◆ Prompt
Your task is to reproduce exactly the lines from the line with "pin: the marine in" through the end of the records below.

◆ Material to process
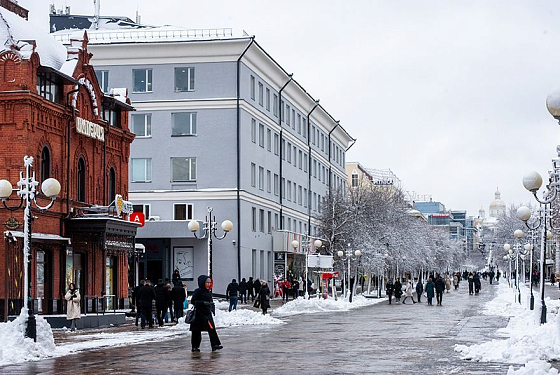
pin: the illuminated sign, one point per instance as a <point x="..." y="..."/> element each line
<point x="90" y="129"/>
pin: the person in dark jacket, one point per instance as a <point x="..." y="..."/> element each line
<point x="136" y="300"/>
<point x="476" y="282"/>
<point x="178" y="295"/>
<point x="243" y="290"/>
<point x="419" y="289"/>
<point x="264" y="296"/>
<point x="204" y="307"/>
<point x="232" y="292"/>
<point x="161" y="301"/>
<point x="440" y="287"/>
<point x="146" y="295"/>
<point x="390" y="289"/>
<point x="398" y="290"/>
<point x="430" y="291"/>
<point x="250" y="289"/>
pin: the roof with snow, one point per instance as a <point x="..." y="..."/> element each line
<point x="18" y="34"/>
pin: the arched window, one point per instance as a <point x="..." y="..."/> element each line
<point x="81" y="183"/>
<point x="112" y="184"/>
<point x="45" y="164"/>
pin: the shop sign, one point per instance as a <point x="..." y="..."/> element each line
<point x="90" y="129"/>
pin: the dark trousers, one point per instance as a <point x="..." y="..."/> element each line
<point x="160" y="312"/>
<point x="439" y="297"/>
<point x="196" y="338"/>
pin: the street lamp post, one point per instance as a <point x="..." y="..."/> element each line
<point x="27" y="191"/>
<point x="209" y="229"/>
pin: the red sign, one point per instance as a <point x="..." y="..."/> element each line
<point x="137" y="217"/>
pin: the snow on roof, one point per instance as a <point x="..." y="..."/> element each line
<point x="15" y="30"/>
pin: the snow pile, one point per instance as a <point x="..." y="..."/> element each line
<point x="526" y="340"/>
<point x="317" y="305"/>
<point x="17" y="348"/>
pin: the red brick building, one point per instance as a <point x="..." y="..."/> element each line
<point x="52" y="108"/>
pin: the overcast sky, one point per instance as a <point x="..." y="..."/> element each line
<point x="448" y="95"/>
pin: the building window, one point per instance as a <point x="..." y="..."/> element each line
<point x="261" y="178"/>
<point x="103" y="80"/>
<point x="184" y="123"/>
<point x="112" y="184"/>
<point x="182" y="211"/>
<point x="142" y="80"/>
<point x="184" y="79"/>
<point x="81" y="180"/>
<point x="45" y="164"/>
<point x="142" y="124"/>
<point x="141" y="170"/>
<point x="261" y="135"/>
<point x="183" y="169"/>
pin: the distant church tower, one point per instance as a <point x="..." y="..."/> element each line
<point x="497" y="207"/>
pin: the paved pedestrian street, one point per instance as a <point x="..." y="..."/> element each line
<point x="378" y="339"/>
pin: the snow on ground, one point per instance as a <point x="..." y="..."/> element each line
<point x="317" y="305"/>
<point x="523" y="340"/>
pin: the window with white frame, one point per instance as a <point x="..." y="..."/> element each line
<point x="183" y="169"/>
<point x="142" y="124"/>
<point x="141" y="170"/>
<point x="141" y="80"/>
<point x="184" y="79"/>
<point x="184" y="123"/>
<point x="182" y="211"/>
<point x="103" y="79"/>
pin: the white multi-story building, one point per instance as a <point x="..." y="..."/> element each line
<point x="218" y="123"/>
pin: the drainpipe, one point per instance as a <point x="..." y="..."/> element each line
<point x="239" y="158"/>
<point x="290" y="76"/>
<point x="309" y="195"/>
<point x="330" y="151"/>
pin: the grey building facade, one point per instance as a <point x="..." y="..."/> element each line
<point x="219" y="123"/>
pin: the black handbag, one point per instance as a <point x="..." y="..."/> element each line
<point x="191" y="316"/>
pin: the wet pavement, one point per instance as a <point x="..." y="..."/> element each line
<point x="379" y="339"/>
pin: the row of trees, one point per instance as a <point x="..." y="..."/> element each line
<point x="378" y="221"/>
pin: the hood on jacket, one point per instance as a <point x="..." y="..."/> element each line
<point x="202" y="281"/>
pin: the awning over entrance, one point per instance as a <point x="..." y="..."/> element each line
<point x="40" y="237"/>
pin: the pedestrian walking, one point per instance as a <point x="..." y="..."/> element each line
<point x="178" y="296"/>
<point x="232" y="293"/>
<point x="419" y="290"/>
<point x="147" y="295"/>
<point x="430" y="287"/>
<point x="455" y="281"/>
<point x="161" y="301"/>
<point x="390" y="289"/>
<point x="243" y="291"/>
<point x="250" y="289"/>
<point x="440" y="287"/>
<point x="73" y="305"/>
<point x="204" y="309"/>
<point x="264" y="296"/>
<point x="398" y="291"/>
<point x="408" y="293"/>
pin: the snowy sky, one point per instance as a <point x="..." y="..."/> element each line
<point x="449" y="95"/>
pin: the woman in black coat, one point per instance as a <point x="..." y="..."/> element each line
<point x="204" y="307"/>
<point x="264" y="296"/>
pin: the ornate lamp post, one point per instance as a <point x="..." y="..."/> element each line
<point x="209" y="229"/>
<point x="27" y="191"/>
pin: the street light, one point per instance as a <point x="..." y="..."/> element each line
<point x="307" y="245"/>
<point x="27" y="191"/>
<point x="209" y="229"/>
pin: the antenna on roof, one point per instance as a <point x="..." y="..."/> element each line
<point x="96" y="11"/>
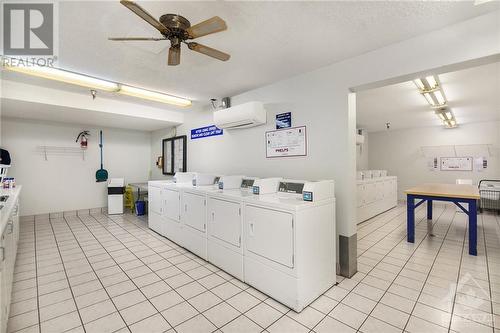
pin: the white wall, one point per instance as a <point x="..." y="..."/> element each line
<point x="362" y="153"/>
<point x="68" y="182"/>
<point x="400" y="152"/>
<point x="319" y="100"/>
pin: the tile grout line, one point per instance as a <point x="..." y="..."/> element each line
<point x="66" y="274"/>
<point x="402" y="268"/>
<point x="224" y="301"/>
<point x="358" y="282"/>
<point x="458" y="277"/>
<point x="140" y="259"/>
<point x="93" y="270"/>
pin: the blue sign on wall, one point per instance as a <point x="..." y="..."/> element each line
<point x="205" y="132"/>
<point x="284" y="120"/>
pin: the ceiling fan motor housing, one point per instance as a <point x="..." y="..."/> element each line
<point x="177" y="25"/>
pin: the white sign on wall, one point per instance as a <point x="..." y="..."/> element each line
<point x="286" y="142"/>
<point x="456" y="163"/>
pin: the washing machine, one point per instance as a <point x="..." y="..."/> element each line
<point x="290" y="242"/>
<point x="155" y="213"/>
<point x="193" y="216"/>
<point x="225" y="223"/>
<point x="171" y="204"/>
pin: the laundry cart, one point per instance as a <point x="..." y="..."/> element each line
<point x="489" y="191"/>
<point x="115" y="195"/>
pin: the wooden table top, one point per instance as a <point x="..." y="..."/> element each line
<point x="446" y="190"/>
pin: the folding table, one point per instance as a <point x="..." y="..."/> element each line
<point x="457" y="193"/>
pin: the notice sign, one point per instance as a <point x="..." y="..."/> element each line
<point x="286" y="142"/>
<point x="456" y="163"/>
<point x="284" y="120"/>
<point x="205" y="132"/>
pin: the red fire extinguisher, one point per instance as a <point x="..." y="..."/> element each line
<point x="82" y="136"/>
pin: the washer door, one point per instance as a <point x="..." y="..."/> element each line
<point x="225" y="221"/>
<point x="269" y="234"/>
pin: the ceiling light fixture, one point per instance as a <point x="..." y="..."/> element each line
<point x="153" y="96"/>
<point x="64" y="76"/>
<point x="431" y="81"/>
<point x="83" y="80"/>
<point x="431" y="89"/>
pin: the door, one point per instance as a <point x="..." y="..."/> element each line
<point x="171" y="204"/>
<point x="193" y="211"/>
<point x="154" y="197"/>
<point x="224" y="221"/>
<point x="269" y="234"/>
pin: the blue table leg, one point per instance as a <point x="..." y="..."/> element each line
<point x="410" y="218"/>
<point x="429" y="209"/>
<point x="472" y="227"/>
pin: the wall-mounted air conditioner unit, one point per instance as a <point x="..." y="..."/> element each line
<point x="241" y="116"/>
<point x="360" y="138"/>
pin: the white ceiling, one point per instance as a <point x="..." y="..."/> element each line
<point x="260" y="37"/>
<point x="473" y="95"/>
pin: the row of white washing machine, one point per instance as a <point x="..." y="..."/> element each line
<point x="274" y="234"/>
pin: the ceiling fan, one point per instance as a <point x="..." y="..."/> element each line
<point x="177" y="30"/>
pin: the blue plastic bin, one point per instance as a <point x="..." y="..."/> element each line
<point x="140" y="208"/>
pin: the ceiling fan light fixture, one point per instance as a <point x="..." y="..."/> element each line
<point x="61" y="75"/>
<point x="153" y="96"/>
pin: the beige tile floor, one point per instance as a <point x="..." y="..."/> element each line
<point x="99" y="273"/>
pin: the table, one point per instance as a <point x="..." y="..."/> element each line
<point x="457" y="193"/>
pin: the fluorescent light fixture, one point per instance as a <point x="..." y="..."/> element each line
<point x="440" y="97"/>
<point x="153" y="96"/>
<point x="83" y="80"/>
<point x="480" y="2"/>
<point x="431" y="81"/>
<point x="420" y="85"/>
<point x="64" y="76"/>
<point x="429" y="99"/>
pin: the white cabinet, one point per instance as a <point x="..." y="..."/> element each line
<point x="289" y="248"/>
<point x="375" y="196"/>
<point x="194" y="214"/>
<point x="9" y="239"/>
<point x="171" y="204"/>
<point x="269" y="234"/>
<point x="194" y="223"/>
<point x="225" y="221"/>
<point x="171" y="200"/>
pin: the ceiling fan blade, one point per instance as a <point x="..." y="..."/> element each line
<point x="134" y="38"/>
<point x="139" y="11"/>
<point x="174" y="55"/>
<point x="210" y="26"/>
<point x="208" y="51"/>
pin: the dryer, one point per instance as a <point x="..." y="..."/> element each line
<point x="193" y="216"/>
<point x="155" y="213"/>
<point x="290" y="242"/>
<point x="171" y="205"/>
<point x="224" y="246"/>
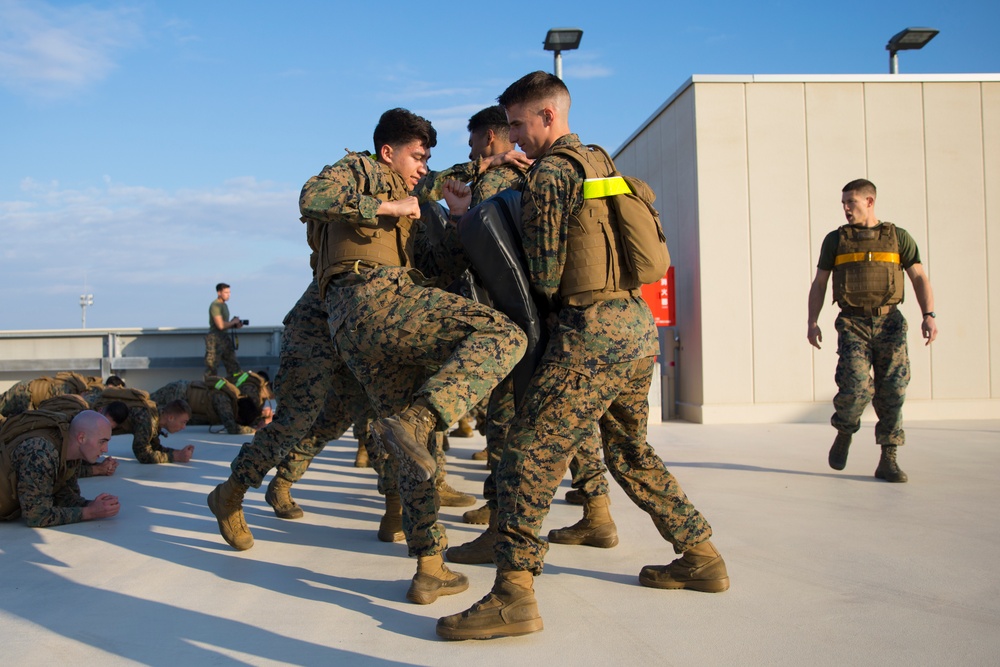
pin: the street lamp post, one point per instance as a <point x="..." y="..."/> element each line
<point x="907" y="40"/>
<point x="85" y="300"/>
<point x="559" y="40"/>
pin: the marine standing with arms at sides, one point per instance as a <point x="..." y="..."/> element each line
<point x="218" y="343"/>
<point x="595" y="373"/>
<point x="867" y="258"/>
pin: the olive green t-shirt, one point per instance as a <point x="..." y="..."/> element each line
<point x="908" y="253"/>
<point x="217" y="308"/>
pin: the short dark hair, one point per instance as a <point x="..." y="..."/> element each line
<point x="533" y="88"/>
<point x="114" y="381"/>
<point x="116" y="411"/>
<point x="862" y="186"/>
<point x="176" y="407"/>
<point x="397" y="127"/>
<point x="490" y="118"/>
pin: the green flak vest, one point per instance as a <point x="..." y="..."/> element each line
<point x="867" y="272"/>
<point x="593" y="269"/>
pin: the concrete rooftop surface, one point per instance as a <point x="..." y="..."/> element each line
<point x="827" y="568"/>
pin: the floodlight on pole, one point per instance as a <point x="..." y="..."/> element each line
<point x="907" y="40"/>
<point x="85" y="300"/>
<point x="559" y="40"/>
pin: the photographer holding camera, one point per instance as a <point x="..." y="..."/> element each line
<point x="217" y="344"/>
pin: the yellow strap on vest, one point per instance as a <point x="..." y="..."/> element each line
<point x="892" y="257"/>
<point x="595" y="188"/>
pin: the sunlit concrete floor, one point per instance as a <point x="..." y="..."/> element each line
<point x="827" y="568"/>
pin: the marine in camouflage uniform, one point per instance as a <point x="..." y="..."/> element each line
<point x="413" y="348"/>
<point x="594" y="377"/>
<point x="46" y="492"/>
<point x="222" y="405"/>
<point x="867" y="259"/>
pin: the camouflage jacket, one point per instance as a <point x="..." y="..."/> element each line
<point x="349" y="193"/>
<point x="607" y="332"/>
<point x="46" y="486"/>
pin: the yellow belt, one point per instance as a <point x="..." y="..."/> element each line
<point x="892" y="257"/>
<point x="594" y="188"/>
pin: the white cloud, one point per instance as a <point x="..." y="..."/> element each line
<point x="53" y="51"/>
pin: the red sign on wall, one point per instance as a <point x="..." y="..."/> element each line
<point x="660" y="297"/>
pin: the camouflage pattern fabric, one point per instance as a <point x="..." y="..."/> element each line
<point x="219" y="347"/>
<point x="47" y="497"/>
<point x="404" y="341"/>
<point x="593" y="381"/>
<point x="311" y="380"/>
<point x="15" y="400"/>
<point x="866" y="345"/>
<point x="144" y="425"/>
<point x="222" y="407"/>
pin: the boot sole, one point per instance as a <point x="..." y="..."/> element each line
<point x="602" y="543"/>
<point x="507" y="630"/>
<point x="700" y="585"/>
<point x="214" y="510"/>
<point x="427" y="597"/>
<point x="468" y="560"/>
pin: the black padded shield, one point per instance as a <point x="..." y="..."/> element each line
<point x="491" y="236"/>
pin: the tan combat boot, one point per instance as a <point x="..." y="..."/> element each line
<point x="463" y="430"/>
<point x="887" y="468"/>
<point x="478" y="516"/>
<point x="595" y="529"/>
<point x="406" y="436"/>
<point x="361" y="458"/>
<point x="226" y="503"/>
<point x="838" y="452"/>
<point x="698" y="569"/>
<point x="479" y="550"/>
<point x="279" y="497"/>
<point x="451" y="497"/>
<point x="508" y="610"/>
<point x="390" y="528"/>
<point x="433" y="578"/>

◆ Task output
pin: the marine in camouflage uniform, one point per instance as a <point x="..." y="..."/> element each line
<point x="413" y="348"/>
<point x="594" y="377"/>
<point x="46" y="492"/>
<point x="222" y="405"/>
<point x="867" y="259"/>
pin: the camouflage jacket, one point per instance as a <point x="..." y="..."/> element each line
<point x="349" y="193"/>
<point x="607" y="332"/>
<point x="46" y="486"/>
pin: the yellow belt, one point per instance as a <point x="..." y="..."/> element each line
<point x="892" y="257"/>
<point x="594" y="188"/>
pin: the white cloud, one point per instance as a <point x="..." y="..."/> element each line
<point x="53" y="51"/>
pin: the red sign on wall, one point per instance as a <point x="..." y="..."/> element each line
<point x="660" y="297"/>
pin: the camouflage pattern fabric, one point per instance as a <point x="..." y="..."/> element each line
<point x="219" y="347"/>
<point x="47" y="497"/>
<point x="404" y="341"/>
<point x="593" y="381"/>
<point x="311" y="380"/>
<point x="15" y="400"/>
<point x="866" y="345"/>
<point x="144" y="425"/>
<point x="222" y="407"/>
pin: the boot sole, one point per instance as a <point x="..." y="..."/> element each line
<point x="602" y="543"/>
<point x="507" y="630"/>
<point x="700" y="585"/>
<point x="214" y="510"/>
<point x="427" y="597"/>
<point x="468" y="560"/>
pin: the black padded shield, one point per instance as a <point x="..." y="..."/> element each line
<point x="491" y="236"/>
pin: the tan combat boot, one point per instance as a <point x="..." y="..."/> element each line
<point x="463" y="430"/>
<point x="887" y="468"/>
<point x="478" y="516"/>
<point x="595" y="529"/>
<point x="406" y="436"/>
<point x="361" y="458"/>
<point x="226" y="503"/>
<point x="838" y="452"/>
<point x="698" y="569"/>
<point x="479" y="550"/>
<point x="279" y="497"/>
<point x="451" y="497"/>
<point x="508" y="610"/>
<point x="390" y="528"/>
<point x="433" y="578"/>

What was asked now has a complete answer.